> Passage provided
— start —
Update: Shapiro responded in the comments section, you can read his apology and weigh in on it here. The IP address has been verified as belonging to the CEA in Arlington, VA. (The effect of the default kitten icon is admittedly amazing.)
Perhaps it’s having been struck dumb by sheer, unmitigated rage, but I’ve been sitting on my response to this whole “booth babe” thing for a few days now. Last week I attended the Consumer Electronics Show, a massive annual technology expo in the neon wilds of Las Vegas. CES is helmed by a man named Gary Shapiro, and it’s a flashy, chaotic convergence of media, business, and PR folks, all swarming around the Las Vegas Convention Center for the better part of a week each January.
Mid-week I was deliriously vying for an ethernet connection in the press room when a nice youngish fellow named Matt Danzico asked to interview me for a BBC segment about “booth babes.” The video went live the next day (that’s me — that Taylor Hatmaker gal) and I looked on in horror as Consumer Electronics Association president and all around extremely-influential-
Here’s what Shapiro said re: the booth babe phenomenon:
Well, sometimes it is a little old school, but it does work. People naturally want to go towards what they consider pretty. So your effort to try to get a story based on booth babes, which is decreasing rather rapidly in the industry, and say that it’s somehow sexism, imbalancing — it’s cute, but it’s frankly irrelevant in my view.
As a female-identified human person, navigating the vastly male waters of CES is a strange kind of mental contact sport. In the press room, women are so few and far between I almost feel like we should have some secret hand signal of mutual respect, or maybe the cool lady tech journos do and I don’t know about it yet. But beyond the press room, you’ll see women all right: over-the-top, hyper-feminine ones wearing anything from form-fitting black and massive fake eyelashes to only the most cursory shreds of fabric. This is the booth babe, the ultimate anachronism at a convention ostensibly about the transcendent places technology can take us. (The booth babe issue itself is a complex one. I’m in the same camp with sex-positive tech columnist Violet Blue in feeling that “the way women feel about booth babes is way more grey than black and white.” I plan to unpack my own thoroughly gray feelings about that through the lens of sexuality, just not in this piece.)
— end —
> Record list
— start —
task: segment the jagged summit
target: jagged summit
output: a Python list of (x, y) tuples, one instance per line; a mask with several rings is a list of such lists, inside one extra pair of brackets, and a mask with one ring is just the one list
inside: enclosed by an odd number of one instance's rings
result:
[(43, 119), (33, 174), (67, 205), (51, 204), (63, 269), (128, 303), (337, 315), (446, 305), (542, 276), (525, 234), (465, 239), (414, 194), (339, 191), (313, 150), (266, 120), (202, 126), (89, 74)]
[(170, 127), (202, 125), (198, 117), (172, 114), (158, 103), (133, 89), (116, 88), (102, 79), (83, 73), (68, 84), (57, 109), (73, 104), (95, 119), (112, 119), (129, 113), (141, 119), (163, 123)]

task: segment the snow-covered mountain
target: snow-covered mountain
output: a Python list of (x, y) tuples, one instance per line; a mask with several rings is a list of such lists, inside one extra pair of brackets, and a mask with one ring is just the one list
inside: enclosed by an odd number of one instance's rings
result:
— end —
> Set task
Carry on the essay about booth babes at CES, beginning right after its final sentence.

> Solved exercise
In a pitch-perfect article on Gizmodo yesterday, Mat Honan gets to the core of the issue, which in this case is not really booth babes at all — it’s Shapiro’s ultra-condescending, laissez-faire nonchalance.
“The reason his answer is so bothersome is because as the head of the CEA he is, in a very real sense, speaking for all of us in the technology industry. And that Mad Men bullshit doesn’t represent who we are as an industry anymore, and it certainly doesn’t represent what we should aspire to become. Technology is about the future, and this attitude is from the past.”
In an analogy drawn by both Honan and Violet Blue, Shapiro’s words indeed conjure images of Mad Men, everyone’s favorite cultural TV time machine. Namely the utter disconnect between the ad world’s reckless gender elite and the hostile professional environment its attitudes give rise to. It doesn’t feel like a stretch to imagine Shapiro (and his unsettling smirk) slinking off stage right to enjoy a cocktail in the Old Boy’s Club after swatting the BBC reporter away.
Antediluvian(ly stupid) comments like Shapiro’s make feel like I’m Peggy trying to break into an industry the hard way: by means of the merit of my work. As a woman in the industry, beholden to CES, working day and night at the event over which Shapiro himself presides, the tone of those words made me feel very, very small. And that sure as hell isn’t a place I’m willing to be put — for long, at least.
The thing is, I almost never feel like that. I love what I do, I work with awesome people, and while women are vastly underrepresented in tech, I feel comfortable, extremely competent, and right at home in my field — most days. But Shapiro’s caustically casual dismissal of the booth babe issue altogether makes me feel like I’m treading water in a pool of sharks. Why bother looking at gender politics in a historically (and currently) male-dominated field? How cute of you to bring it up at all!
It’s not Shapiro’s passive support of the time-honored tradition of hiring near-naked women to drape themselves over a company’s shitty gadget that’s rage-inducing, per se. In fact, if we assume that women have agency and can be empowered by the work they choose, booth babes might not be problematic at all — were it not for the bizarrely hyper-sexualized and gender-imbalanced ecosystem that their presence is designed to lend ambience to. Rather, It’s Shapiro’s entirely negligent disinterest in scrutinizing the issue altogether and his inadequate, defensive response, issued to Gizmodo yesterday (published in full at the bottom of the story). You can almost hear the deep, bristling sigh Shapiro must have heaved at those pesky journalists and their “gotcha” moment.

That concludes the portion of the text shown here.